◆ **Task details**:
In the text on Huang Rui's painting, what effect does diluting oil paint create in the Inside-out Dao series?

◆ **Text under study**:

Contemplation on East Asian aesthetics and East Asian philosophy have been formative to Huang Ruis abstract painting practice, especially since 1933 when he began to study the Tao Te Ching and the Book of Changes. The turns and changes embedded within the names of each hexagram in the Book of Changes informs the core idea of constant change in his practice. The Inside-out Dao series (2020) is a result of Huang Ruis more fluid and breezy ways of abstraction in connection to the idea of dao in Taoism. In these large-scale paintings with a minimalistic palette, the viscous texture of oil forms in contrast with a flowing, ink wash effect created with diluting oil paint. The language of abstraction in the Inside-out Dao series eludes the traditional geometric order of the universe; through the juxtaposition between the different kinetics of the brushwork on the canvas, Huang contracts a freer, new, three-dimensional space on the canvases.
Beyond the canvas, Huang Ruis in-depth study of East Asian philosophy and bold, experimental approach to the language of abstraction are materialized in the installation works at this exhibition. The three sculpture installations expand upon his use of the materiality of ink as a direct medium of expression, his cosmic view of the relationship between Taoist cosmology and urban ecology in the context of a global pandemic, and an alternative thread in his study of space and objects in sculpture form.
Huang Rui (b. 1952, Beijing, lives and works in Beijing) was a founding member of the groundbreaking Chinese avant-garde art group The Stars. In the 1980s, his practice centered on painting, and in the 1990s he began to explore more diverse and experimental art-making techniques, including installation, performance art, photography, and prints. His major solo exhibitions include Animal Time: 1204-2009 (Coudenberg Museum, Brussels, 2009); Chinese History in Animal Time (Museo delle Mura, Rome 2009); Huang Rui: The Stars Times 1977-1984 (He Xiangning Art Museum, Shenzhen, 2007); Chai-Na/China (Les Rencontres dArles Photography Festival, 2007); and Huang Rui Exhibition (Osaka Contemporary Art Center, 1990). Select group exhibitions include Art and China after 1989: Theater of the World (Solomon R. Guggenheim Museum, New York, 2017); CHINA 8 (various venues, Germany, 2015); the Venice Biennale (2013); and the Stars Art Exhibition (east garden of the National Art Gallery, Beijing, 1979).

◆ **Data section**:
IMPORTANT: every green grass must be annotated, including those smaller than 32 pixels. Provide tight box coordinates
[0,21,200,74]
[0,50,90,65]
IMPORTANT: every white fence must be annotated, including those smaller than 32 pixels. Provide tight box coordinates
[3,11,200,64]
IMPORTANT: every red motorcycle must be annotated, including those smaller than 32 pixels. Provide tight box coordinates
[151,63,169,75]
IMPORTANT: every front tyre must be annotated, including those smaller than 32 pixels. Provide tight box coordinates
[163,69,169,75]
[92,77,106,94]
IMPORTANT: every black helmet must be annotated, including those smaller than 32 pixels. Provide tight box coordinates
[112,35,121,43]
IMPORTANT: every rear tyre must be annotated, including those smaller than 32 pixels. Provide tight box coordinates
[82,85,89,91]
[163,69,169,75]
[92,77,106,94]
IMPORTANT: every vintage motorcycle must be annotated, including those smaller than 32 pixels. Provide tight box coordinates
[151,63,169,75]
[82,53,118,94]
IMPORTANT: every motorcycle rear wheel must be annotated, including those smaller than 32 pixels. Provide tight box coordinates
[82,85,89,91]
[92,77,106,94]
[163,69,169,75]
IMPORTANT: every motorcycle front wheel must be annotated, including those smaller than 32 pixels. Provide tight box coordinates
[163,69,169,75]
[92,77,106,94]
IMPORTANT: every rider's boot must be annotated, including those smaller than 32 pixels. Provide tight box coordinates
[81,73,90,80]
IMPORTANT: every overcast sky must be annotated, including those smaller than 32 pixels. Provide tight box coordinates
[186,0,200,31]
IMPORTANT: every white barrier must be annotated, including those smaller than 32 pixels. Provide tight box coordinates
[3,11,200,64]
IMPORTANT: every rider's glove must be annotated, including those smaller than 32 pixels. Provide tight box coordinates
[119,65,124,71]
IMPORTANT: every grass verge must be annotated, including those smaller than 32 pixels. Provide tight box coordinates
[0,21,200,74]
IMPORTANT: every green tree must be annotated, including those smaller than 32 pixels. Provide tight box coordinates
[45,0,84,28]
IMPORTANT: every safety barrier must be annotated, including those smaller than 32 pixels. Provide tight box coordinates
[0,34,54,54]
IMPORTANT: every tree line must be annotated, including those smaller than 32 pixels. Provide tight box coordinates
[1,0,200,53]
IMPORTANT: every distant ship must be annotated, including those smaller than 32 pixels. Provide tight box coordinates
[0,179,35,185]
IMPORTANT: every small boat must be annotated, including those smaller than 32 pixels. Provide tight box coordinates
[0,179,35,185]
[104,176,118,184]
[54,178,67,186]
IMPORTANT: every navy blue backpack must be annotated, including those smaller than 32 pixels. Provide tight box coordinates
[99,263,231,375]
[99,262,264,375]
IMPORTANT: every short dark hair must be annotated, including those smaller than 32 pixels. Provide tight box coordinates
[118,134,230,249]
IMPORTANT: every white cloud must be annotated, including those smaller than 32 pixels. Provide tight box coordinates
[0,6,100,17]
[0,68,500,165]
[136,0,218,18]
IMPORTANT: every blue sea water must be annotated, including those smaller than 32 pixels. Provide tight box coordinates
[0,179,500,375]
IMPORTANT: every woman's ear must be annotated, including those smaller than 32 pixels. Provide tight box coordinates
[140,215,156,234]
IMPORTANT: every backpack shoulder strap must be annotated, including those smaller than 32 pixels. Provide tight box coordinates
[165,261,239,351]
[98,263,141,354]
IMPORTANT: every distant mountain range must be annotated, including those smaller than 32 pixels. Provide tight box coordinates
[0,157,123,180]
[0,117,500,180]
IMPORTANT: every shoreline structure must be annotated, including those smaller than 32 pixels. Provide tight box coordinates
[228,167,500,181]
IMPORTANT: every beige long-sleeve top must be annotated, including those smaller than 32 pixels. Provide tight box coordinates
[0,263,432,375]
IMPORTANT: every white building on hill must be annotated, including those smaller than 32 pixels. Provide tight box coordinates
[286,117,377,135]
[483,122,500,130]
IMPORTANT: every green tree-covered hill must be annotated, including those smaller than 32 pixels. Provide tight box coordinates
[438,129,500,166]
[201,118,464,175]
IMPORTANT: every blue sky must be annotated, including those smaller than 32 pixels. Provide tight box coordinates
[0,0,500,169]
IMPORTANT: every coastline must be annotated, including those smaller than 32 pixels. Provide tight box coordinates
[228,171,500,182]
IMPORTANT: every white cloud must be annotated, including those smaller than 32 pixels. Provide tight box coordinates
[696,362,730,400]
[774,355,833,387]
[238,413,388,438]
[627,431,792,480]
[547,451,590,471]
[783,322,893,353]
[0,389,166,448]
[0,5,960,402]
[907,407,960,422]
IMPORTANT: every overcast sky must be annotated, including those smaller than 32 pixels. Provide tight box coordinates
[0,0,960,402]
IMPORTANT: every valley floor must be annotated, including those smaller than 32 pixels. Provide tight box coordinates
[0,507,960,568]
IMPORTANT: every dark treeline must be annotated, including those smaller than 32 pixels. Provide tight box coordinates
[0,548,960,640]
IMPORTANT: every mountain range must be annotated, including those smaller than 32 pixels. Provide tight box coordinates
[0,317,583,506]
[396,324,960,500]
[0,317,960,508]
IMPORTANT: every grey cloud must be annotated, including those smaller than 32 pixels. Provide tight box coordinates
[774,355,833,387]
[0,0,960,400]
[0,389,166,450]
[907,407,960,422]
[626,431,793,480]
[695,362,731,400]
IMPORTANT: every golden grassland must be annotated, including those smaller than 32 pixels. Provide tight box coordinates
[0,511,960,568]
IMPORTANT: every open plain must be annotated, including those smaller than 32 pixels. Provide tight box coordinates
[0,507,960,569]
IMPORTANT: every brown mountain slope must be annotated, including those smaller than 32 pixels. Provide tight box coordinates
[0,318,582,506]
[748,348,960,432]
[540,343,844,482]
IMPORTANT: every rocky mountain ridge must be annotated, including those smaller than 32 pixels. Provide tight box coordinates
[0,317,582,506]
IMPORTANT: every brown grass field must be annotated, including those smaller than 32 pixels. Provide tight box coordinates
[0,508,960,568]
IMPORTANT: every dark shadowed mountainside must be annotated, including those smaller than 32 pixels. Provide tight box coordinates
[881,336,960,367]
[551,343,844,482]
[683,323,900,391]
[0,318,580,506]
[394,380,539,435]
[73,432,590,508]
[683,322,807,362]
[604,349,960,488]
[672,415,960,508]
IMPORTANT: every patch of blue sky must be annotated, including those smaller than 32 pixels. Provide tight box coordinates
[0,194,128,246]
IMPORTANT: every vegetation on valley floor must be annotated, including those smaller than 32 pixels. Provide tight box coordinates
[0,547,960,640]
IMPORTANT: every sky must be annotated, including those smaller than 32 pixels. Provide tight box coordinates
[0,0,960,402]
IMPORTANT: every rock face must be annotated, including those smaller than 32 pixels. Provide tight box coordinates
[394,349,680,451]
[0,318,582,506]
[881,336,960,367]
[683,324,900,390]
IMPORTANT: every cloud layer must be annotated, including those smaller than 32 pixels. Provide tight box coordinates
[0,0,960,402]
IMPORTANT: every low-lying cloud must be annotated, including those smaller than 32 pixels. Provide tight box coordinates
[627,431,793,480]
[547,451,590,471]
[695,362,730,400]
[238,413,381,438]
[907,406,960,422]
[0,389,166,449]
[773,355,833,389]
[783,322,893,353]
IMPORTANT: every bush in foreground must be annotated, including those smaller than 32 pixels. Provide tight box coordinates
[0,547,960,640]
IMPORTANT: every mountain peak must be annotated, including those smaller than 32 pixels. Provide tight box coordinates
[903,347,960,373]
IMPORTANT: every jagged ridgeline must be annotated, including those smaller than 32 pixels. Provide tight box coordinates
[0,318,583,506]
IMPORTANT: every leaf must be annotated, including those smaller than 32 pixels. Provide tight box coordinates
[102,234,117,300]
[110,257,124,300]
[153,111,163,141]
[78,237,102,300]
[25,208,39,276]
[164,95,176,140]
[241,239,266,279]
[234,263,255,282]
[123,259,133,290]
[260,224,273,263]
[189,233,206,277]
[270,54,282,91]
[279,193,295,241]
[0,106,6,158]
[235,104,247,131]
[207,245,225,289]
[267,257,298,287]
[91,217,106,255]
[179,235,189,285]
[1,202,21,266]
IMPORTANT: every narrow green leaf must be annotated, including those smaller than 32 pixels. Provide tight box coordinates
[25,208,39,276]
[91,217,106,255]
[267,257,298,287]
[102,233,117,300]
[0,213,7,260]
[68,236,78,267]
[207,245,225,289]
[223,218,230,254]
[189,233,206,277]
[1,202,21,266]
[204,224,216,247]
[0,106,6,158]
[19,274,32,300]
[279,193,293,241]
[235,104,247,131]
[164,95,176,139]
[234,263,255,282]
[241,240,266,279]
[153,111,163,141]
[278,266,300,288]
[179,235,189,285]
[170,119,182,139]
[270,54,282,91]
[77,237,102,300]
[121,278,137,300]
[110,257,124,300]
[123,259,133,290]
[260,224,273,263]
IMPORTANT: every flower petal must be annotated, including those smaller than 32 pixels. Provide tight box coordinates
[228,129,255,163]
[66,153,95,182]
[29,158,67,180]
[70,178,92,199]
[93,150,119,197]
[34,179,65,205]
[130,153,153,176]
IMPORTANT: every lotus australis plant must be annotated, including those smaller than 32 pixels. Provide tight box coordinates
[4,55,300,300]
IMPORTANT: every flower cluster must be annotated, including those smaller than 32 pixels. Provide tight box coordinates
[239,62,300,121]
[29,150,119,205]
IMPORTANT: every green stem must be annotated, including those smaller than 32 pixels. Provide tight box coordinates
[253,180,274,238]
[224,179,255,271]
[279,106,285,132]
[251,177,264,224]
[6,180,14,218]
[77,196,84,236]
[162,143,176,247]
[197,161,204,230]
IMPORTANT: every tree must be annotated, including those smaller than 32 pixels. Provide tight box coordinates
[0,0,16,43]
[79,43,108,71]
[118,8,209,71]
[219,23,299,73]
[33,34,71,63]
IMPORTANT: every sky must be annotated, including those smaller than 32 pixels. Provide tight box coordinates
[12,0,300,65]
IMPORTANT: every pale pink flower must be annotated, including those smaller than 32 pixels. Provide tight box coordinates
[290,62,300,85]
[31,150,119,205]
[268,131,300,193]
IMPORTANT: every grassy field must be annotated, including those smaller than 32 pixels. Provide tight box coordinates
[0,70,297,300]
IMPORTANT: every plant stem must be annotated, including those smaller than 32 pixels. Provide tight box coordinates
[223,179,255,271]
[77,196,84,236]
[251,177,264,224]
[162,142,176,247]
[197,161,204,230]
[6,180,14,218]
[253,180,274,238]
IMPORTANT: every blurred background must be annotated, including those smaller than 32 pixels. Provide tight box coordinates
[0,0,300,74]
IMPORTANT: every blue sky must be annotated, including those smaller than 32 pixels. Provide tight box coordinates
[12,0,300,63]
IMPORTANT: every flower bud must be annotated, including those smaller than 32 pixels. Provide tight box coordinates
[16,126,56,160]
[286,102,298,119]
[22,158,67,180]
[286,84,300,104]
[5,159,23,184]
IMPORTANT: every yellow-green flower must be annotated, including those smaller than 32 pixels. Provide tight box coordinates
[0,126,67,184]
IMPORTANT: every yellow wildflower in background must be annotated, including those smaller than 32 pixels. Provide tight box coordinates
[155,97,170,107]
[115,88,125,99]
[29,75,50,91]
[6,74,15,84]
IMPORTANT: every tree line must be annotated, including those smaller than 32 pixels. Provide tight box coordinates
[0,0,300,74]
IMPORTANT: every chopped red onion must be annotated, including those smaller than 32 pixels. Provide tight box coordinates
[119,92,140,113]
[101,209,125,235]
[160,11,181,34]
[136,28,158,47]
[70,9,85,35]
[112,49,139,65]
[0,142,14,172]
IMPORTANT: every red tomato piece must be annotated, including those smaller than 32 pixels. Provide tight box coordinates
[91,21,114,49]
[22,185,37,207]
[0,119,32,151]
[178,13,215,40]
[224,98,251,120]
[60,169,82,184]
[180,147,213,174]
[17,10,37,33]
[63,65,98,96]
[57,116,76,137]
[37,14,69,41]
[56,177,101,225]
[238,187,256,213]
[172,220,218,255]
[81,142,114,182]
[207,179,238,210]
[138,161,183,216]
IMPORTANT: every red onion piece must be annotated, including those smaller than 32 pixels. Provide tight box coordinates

◆ **Task answer**:
A flowing, ink wash effect.